Your goal: Copy the material below verbatim, from its first line through the line containing "[160,121,207,197]", with both ends included. Omit the pictures from your copy.

(Dataset extracts labeled with boxes)
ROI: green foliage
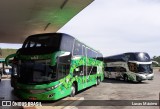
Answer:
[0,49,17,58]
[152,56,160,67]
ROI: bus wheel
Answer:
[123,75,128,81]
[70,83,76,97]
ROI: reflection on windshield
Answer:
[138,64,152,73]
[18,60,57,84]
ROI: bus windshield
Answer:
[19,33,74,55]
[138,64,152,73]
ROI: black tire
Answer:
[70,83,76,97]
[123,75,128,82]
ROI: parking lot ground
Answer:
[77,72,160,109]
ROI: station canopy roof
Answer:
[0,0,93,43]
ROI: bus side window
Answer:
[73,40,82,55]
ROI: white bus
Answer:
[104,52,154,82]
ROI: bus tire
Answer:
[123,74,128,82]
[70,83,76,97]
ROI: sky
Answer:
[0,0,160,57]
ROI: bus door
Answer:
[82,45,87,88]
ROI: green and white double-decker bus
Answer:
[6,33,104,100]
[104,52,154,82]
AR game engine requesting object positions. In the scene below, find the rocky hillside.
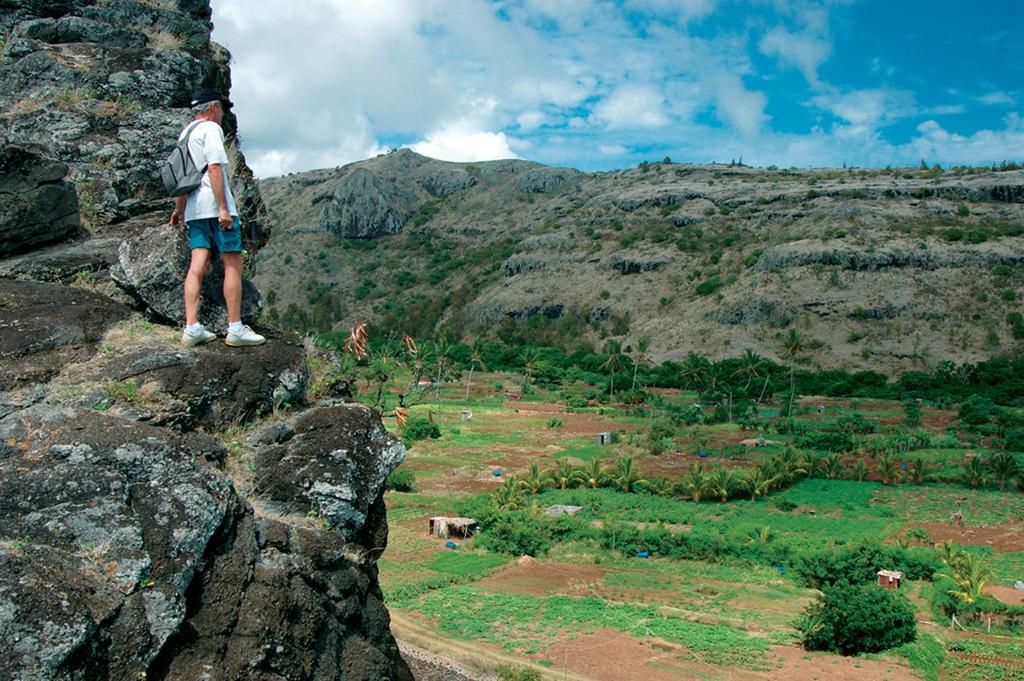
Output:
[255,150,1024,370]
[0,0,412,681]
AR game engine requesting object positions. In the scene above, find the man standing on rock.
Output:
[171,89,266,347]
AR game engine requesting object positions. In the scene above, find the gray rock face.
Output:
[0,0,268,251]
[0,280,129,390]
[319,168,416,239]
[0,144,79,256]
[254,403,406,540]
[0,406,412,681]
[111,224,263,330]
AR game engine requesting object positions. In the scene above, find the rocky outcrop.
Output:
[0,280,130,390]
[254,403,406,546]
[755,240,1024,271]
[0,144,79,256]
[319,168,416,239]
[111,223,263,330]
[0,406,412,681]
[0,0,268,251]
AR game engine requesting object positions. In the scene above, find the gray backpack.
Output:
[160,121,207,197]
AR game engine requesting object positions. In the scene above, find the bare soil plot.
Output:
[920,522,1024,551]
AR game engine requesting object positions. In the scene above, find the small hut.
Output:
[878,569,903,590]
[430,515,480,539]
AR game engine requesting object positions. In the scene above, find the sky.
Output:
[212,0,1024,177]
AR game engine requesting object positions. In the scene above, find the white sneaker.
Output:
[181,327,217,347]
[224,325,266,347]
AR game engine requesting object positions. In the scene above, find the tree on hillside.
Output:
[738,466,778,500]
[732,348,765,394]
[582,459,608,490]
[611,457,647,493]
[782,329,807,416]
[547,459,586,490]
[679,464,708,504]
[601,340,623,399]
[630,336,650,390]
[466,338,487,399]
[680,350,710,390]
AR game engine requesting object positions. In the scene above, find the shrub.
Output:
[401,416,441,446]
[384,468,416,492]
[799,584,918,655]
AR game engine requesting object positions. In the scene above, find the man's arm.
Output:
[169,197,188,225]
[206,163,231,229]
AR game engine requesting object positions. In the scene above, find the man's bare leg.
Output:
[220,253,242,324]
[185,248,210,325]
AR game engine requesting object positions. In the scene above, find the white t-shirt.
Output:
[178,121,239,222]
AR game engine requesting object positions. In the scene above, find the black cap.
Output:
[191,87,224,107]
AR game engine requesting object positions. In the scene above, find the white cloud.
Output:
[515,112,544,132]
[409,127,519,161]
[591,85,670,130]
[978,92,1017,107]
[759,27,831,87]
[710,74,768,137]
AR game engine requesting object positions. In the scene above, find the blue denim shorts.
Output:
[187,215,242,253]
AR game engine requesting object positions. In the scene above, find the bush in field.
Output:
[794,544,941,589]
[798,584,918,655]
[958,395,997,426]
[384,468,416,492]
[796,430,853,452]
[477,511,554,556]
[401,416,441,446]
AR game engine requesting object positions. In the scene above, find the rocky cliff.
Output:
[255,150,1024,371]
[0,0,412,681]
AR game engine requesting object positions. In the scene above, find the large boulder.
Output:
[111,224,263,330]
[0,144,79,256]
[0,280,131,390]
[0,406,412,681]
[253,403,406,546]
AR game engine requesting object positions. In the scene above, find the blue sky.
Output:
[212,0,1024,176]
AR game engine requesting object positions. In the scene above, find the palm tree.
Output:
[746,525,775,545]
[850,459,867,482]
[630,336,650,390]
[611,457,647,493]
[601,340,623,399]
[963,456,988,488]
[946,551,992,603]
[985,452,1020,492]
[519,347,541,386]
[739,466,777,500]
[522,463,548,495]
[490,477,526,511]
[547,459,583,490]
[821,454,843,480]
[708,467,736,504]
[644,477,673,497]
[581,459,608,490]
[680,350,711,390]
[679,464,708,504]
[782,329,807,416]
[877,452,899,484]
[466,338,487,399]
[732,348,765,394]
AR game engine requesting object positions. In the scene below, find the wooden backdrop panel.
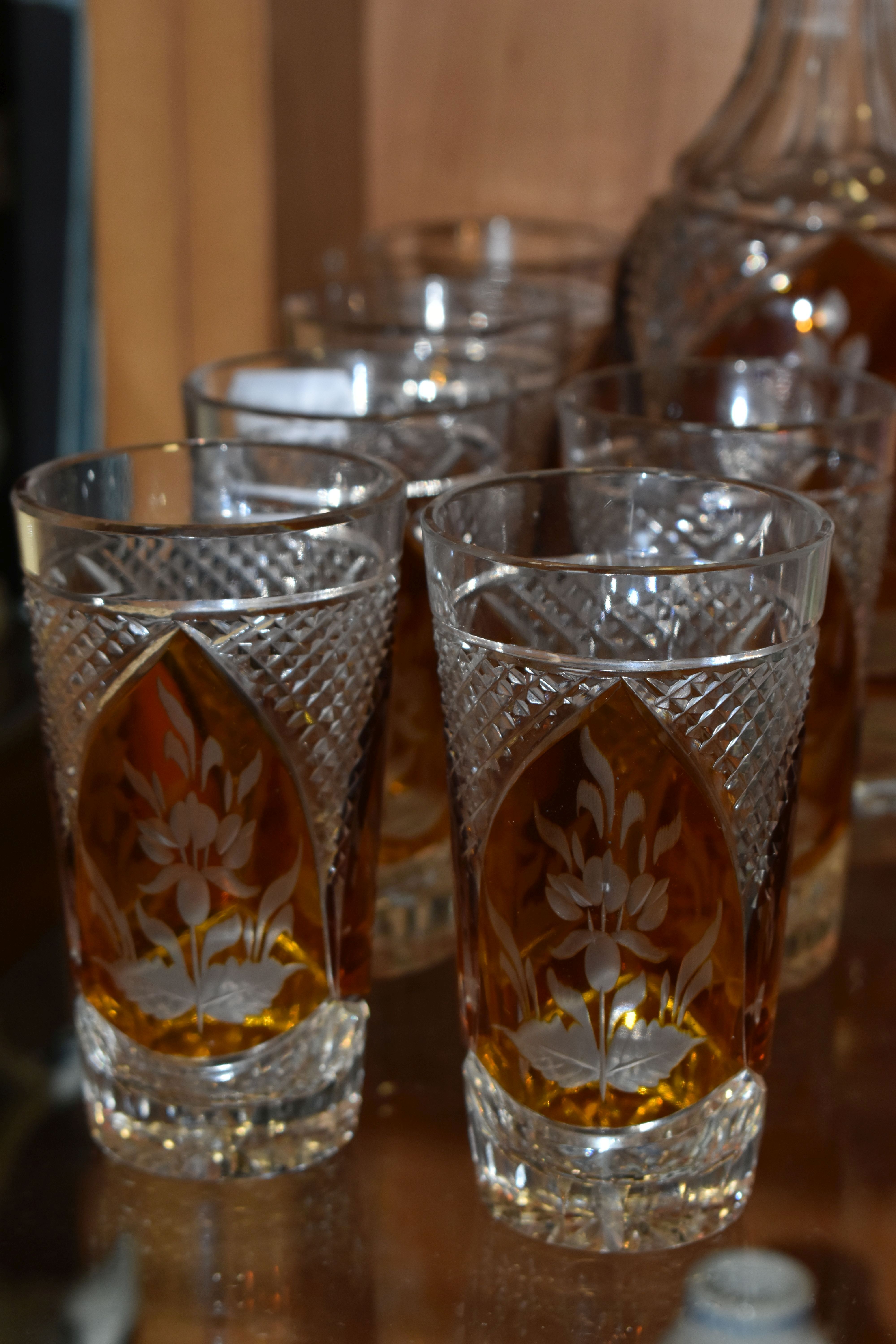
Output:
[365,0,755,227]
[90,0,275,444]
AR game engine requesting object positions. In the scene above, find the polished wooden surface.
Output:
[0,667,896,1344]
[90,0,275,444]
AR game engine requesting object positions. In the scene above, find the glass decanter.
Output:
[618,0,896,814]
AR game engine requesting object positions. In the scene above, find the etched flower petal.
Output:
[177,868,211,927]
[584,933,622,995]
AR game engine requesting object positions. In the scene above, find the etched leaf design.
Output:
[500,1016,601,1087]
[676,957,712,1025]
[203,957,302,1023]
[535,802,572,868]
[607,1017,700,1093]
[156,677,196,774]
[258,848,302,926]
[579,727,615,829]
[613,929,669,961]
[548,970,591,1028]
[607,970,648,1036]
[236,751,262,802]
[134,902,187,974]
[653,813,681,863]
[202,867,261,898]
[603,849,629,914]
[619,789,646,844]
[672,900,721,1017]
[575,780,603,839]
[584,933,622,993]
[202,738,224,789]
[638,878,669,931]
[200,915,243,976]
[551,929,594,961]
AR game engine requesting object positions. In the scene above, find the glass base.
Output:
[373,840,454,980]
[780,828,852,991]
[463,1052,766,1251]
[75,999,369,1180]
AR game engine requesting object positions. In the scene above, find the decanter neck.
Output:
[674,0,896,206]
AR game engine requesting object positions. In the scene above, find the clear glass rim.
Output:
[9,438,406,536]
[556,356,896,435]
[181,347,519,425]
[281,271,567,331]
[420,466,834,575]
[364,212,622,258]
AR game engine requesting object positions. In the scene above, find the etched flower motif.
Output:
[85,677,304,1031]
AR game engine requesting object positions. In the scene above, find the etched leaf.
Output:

Answer to the problem:
ROI: green foliage
Answer:
[0,49,17,58]
[152,56,160,67]
ROI: bus wheel
Answer:
[123,75,128,81]
[70,83,76,97]
ROI: reflection on windshield
Answer:
[138,64,152,73]
[18,60,57,84]
ROI: bus windshield
Answer:
[19,33,74,55]
[138,64,152,73]
ROI: black tire
Answer:
[70,83,76,97]
[123,75,128,82]
ROI: parking lot ground
Answer:
[77,72,160,109]
ROI: station canopy roof
Answer:
[0,0,93,43]
ROI: bus side window
Answer:
[73,40,82,55]
ROI: white bus
Answer:
[104,52,154,82]
ROI: bus tire
Answer:
[123,74,128,82]
[70,83,76,97]
ROI: sky
Answer:
[0,0,160,57]
ROI: bus door
Answer:
[82,45,87,88]
ROI: green and white double-decker bus
Answer:
[6,33,104,100]
[104,52,154,82]
AR game engine requesting object positions. In the scene below, find the rocky hillside.
Output:
[255,150,1024,370]
[0,0,412,681]
AR game engine requesting object positions. In the scene above, find the man standing on rock.
Output:
[171,89,266,347]
AR game engine requesting object positions. In the scene above, find the gray rock face.
Output:
[0,0,268,251]
[0,280,129,390]
[319,168,416,239]
[0,144,79,256]
[254,403,406,540]
[0,406,412,681]
[111,224,263,330]
AR game engine requesting object positions. In the scene above, find the rocky outcrop.
Output:
[0,280,130,390]
[254,403,406,546]
[755,240,1024,271]
[0,144,79,256]
[319,168,416,239]
[111,223,263,330]
[0,406,412,681]
[0,0,268,251]
AR game engine requesting object positions. In the scene above, find the gray backpack.
Output:
[160,121,207,197]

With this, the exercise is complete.